▶ _ASSIGNED TASK_
From first line to last, give the records again word for word and omit the pictures.
== Segment start ==
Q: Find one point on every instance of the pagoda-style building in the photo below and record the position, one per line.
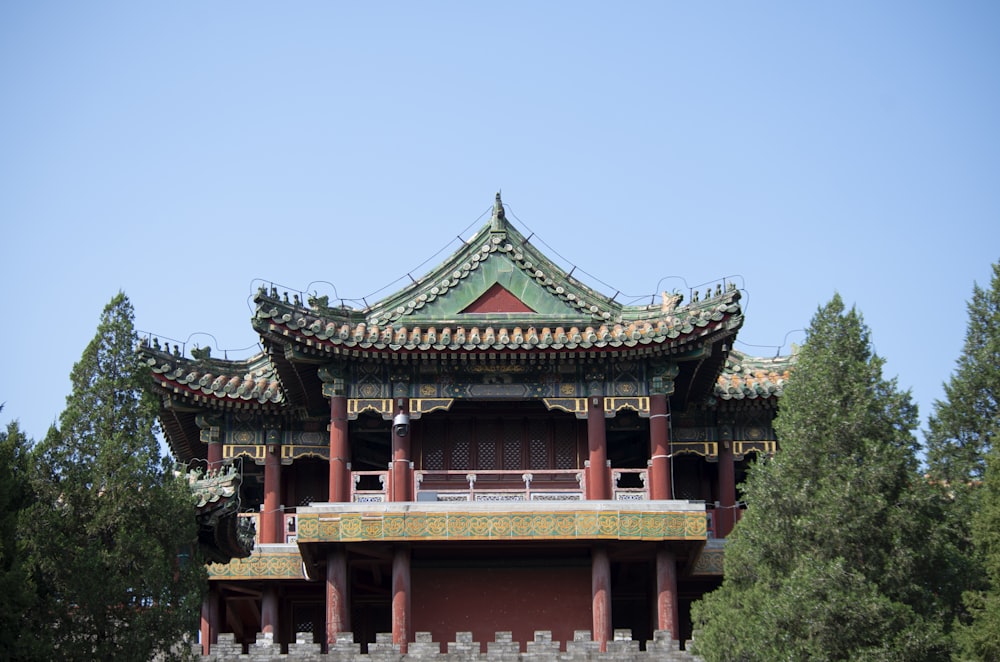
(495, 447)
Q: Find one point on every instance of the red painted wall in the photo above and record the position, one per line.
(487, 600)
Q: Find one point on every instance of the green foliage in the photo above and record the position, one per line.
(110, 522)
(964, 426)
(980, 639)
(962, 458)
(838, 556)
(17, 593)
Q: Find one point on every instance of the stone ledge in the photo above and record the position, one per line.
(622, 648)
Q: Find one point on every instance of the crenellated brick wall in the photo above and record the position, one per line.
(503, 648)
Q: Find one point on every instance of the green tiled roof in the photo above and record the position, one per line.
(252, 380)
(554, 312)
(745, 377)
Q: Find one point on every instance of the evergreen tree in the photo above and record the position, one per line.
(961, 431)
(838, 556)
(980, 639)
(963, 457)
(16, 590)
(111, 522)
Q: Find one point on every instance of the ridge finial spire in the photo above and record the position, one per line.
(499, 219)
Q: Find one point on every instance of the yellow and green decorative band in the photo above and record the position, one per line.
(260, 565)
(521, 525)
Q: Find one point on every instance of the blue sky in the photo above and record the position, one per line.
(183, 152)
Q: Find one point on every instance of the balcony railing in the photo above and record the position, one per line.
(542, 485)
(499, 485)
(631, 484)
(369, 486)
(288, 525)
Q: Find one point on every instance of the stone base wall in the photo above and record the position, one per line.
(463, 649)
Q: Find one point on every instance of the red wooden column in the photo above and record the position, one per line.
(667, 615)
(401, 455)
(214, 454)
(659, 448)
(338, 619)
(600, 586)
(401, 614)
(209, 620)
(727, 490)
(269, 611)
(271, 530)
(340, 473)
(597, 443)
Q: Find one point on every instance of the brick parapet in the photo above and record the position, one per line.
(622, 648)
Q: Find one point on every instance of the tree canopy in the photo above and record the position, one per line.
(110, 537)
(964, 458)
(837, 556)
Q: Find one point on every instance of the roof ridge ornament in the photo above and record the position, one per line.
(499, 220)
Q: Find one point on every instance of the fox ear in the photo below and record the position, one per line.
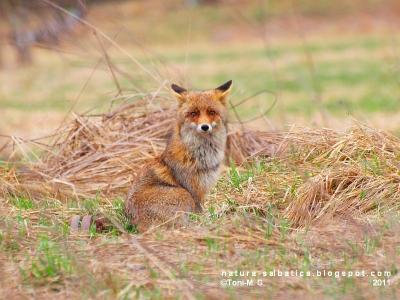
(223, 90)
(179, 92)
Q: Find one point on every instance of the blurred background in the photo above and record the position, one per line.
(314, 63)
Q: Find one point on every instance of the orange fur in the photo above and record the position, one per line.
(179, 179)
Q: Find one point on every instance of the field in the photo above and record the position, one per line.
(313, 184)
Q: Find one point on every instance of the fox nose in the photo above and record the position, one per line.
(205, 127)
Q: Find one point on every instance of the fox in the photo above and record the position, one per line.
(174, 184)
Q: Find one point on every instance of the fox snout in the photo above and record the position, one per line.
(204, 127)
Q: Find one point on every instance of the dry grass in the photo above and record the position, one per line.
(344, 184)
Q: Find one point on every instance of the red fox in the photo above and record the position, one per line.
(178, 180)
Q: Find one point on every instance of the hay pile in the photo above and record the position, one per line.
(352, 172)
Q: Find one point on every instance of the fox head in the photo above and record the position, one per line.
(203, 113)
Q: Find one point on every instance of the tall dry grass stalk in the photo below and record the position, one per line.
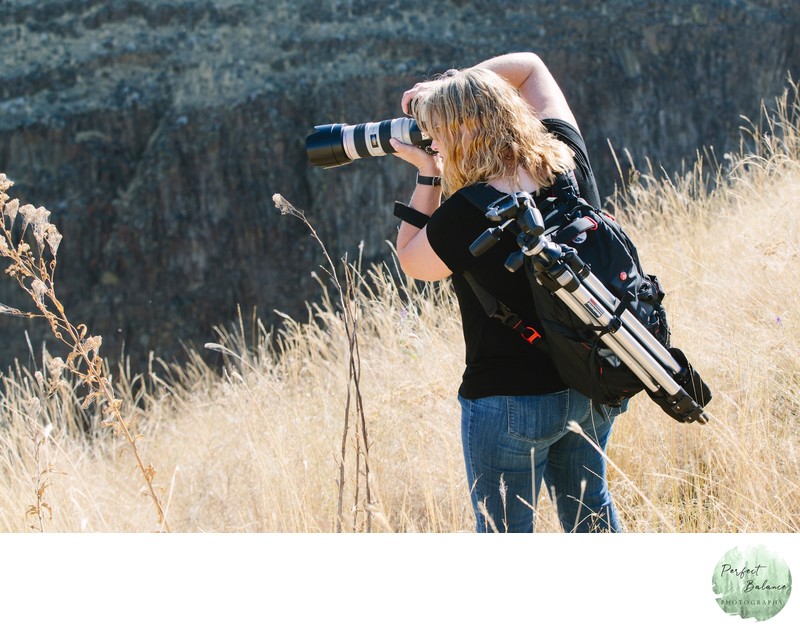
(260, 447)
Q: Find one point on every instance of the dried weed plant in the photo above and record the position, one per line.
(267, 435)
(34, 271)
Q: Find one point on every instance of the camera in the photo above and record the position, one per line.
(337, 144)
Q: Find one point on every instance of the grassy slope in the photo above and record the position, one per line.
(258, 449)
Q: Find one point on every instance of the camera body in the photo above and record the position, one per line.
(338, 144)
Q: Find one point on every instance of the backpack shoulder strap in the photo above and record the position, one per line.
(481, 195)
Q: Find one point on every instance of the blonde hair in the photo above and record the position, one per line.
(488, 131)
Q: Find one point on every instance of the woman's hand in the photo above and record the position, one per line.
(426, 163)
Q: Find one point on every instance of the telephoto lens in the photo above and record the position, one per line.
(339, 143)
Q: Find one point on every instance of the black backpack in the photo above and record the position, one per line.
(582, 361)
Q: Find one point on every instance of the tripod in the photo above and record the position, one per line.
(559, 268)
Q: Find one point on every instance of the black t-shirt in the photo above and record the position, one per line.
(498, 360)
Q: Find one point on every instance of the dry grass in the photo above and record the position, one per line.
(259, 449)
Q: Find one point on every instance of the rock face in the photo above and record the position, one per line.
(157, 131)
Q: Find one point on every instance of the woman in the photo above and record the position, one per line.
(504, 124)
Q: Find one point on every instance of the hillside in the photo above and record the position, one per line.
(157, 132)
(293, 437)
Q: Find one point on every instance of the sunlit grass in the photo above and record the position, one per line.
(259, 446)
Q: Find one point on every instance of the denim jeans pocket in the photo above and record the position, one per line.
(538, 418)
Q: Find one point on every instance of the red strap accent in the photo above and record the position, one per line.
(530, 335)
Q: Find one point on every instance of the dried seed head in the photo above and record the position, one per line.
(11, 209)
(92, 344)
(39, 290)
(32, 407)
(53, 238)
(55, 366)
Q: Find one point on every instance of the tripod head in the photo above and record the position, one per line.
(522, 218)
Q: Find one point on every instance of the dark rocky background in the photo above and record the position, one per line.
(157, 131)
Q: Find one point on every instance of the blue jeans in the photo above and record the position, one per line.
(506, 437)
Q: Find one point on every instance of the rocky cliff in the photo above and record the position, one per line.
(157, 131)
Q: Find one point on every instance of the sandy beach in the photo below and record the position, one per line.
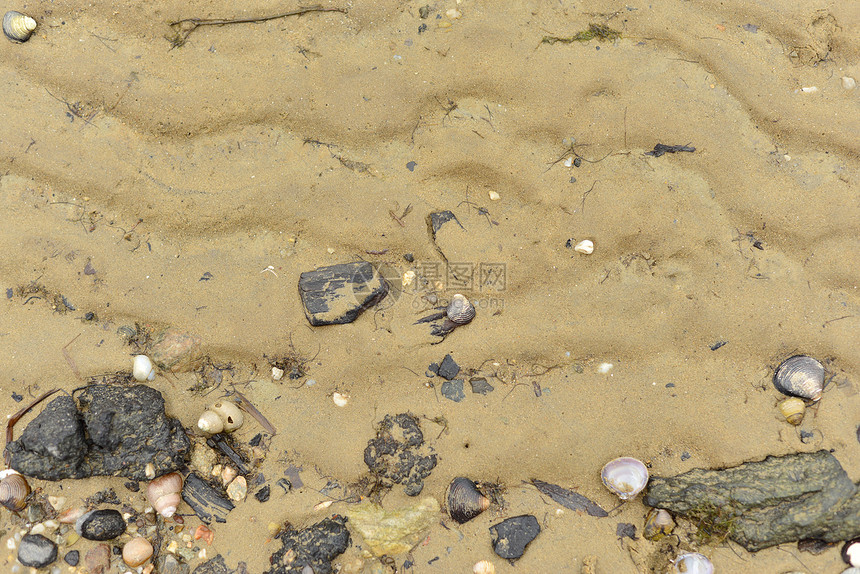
== Segment end ==
▶ _SOLUTION TO THIS PROBLEM_
Q: Find one point on every instance of the pagoda-style building in the photo below and record the position, one per line.
(495, 447)
Q: Find one point on every instance of the red painted wall in the photo above and record the position, one per line.
(487, 600)
Q: Find one point on every instance of the green foliage in the photo above and record the position, one per line.
(110, 522)
(964, 426)
(980, 639)
(962, 458)
(838, 556)
(17, 593)
Q: Find one point on every instance of the stone ledge in the photo above and record the position, one per line.
(622, 648)
Q: Find one point on every instance of the crenellated brick wall in the photo above and record the position, one per line.
(503, 648)
Q: Find one point on every instance of the green tiled roof in the photo above and record the position, one per line.
(252, 380)
(554, 312)
(745, 377)
Q: Find one point on every instance of the evergreen tree in the photo above and record the position, one per line.
(961, 431)
(838, 556)
(980, 639)
(963, 457)
(16, 590)
(111, 522)
Q: Find one point on every instance of the ridge finial spire in the photo above and record the position, one per line.
(499, 219)
Q: Find one point on every instance of the yellow and green decorative band in the photo above and record the position, one per line.
(260, 565)
(521, 525)
Q: Find one point on every instance of the blue sky in the photo above and record the position, one per line.
(183, 152)
Q: Find one point on every instance of the balcony railing in the photo above and record the position, one per line.
(542, 485)
(499, 485)
(631, 484)
(369, 486)
(288, 525)
Q: Find one point on every instance of the stone base wall in the photo above and record the position, one per line.
(463, 649)
Q: Find one point on every instance of the red wooden column in the photo above and record the position, one per line.
(667, 615)
(401, 455)
(214, 454)
(659, 448)
(338, 619)
(600, 586)
(401, 614)
(209, 620)
(727, 490)
(269, 611)
(271, 530)
(340, 473)
(597, 443)
Q: Find one point on every instance of the brick parapet in the photo above and record the position, one per line.
(622, 648)
Q: Find one point on every instance of the tree canopy in the photo above and record the position, one per line.
(110, 537)
(964, 458)
(837, 556)
Q: Find one point on every instance of the roof ridge ornament in the photo above and record the position, one per line.
(499, 220)
Q: Find one point on every instance of the fox ear in the photo below and record the position, one per line.
(223, 90)
(179, 92)
Q: Find one point on every instance of the blurred background in the photo above and record the position, one per line.
(314, 63)
Q: Find one point on every instance of the orange fur in the photo above and record the position, one per line.
(179, 179)
Q: Find one point on every instance of the field in the photo above and record the position, one per line.
(313, 184)
Q: Find one point on every instance of the fox nose in the photo above and record the position, one per line.
(205, 127)
Q: Find one point on every instance of the fox in the photo above and record the position, one per line.
(174, 184)
Q: Find one point on every instance of the fox snout in the photo above and record the position, one per line.
(204, 127)
Q: Find one point on every instance of the dry grass in the photo above and record the position, one per line.
(344, 184)
Q: Find one point on every instance of the red fox in the photo above and record the position, one per line.
(178, 180)
Q: Find one point on every instance of the hay pile in the photo above and record the position, one per line.
(352, 172)
Q: Find one point on every instance of the fox head in the photo above and record the position, one per line.
(203, 113)
Q: Find one point on every instance of the tall dry grass stalk in the photo below and record the position, one per line.
(260, 447)
Q: Find one point on every instance of the dried weed plant in the photo above and record the position, one per line.
(267, 435)
(34, 271)
Q: Find one point on every instance of the camera in the photo above and record the position, one per line.
(337, 144)
Q: Find one point on every instance of the grassy slope in the photo above and record the position, one per line.
(258, 449)
Q: Find one point on every instance of the camera body in the photo above and record the position, one per line.
(338, 144)
Q: Find one point on every instance of the backpack shoulder strap in the photo above and record the position, one per line.
(481, 195)
Q: Find one point on every instance of the blonde hair in the photo above and record the position, one per line.
(488, 131)
Q: Find one point on every instance of the woman's hand in the photo above and record the position, one per line.
(426, 163)
Q: Find one point on every instance of the telephoto lens in the photo above and record the position, one per line.
(339, 143)
Q: Find one point on every instance of the black backpack in the photo above and record the position, one per line.
(582, 361)
Q: Find one point on every instance of the tripod in the photo above and record the position, one per line.
(559, 268)
Q: Find one point on every instance of the black t-shirt in the photo above and record the position, one per line.
(498, 360)
Q: Find one point on every instance of the dry grass in the photo above and record the position, one per line.
(259, 449)
Q: Find one point on every instance of the rock face in the photo above and record the position, one per line.
(157, 131)
Q: Find one point on every instance of the woman in the photo above and record the position, one per line.
(504, 124)
Q: Find one point on every instance of the hillside in the photo above and record the position, one per line.
(157, 132)
(293, 437)
Q: Find one point on every instance of the sunlit grass in the photo above and record the position, one per line.
(259, 446)
Q: Find one point on every instance of the denim jeans pocket in the photo above and record the position, one per line.
(538, 418)
Q: Find one point on every instance of the red strap accent in the photo above and record the position, one per line.
(530, 335)
Q: Find one point on every instance of the dried seed head in the photo above and record the position, one per line.
(11, 209)
(92, 344)
(39, 290)
(32, 407)
(53, 238)
(55, 366)
Q: Find one point on every instance of the tripod head in the photo above and record the position, one per line.
(522, 218)
Q: Find one point on every instance of the dark rocky background in the photo above and record the position, one per line.
(157, 131)
Q: Find one point on every instance of the blue jeans in the photo above and record the position, one per line.
(506, 437)
Q: Find one point on every instance of the rocky cliff in the photo above and record the position, one per line.
(157, 131)
Q: Find one point on every instance of the sandy beach in the photo below and record the position, one per line.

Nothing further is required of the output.